_Work request_
Exactly the lines from the one containing "Seedling-scouting request: tag the closed" through the end of the data below are to be reproduced, and nothing besides them.

_Data records_
______________________________

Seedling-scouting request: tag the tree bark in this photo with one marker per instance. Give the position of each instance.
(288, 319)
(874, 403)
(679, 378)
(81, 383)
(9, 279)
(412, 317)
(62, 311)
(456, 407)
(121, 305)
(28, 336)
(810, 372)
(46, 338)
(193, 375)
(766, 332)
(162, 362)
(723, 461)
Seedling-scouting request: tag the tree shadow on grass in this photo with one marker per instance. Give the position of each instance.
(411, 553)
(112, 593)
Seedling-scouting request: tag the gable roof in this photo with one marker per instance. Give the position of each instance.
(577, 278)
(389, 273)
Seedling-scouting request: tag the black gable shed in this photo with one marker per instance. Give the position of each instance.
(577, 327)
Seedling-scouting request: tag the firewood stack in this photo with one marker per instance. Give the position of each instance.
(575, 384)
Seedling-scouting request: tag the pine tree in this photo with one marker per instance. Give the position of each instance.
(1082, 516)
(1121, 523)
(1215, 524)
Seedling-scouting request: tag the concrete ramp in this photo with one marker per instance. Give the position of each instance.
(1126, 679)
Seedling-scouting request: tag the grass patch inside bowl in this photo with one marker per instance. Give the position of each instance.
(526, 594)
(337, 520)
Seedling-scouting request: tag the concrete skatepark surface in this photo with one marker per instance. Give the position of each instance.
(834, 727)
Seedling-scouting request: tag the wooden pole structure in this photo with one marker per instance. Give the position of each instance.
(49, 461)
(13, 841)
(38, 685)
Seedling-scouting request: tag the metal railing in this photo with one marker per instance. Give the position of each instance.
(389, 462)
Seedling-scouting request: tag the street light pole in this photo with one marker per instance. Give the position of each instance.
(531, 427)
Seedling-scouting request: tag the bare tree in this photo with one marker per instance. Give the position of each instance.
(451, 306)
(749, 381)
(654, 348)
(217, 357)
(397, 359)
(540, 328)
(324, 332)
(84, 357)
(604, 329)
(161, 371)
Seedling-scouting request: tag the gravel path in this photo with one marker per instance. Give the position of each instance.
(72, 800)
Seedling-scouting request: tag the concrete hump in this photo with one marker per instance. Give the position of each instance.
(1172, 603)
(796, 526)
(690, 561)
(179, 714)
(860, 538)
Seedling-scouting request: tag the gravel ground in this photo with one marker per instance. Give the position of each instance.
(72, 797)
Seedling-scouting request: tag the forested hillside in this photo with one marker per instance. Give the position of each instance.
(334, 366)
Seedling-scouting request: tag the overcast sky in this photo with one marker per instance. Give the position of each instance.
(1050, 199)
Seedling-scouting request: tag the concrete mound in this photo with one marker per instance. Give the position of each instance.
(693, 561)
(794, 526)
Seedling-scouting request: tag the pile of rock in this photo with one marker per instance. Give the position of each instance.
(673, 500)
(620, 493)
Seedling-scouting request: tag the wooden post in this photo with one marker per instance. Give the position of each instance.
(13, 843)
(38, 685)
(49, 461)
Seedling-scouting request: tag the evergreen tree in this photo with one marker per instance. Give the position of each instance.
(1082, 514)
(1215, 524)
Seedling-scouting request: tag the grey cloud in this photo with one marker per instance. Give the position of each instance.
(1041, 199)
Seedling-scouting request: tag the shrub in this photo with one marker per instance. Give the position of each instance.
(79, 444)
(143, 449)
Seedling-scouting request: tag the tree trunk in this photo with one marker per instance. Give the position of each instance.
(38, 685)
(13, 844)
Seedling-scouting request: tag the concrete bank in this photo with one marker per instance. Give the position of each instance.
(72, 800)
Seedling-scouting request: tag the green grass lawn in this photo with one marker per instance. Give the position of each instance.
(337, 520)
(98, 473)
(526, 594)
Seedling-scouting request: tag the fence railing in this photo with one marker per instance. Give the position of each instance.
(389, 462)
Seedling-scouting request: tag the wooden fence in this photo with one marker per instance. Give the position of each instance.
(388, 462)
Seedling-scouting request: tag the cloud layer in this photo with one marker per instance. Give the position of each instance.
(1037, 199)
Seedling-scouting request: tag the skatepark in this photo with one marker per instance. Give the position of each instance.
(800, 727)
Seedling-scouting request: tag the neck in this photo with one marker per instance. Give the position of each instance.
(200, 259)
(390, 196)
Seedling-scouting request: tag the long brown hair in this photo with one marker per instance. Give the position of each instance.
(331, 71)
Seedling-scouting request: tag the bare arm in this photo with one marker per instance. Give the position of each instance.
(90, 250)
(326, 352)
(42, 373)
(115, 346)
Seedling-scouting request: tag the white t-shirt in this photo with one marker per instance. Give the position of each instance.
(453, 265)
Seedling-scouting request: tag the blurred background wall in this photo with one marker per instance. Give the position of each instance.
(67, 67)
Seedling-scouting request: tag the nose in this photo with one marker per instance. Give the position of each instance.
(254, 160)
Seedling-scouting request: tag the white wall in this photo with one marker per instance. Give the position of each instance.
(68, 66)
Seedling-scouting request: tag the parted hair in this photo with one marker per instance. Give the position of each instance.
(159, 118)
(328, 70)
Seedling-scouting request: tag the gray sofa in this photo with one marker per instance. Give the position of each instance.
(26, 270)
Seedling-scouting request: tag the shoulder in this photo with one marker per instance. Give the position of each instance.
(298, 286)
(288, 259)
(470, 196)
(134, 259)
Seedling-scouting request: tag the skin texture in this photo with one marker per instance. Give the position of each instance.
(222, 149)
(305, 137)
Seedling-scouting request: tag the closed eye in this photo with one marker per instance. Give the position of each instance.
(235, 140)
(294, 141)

______________________________

_Solved exercise_
Seedling-scouting request: tag the closed eye in this photo with one marker per instance. Give the position of each instance.
(235, 140)
(294, 141)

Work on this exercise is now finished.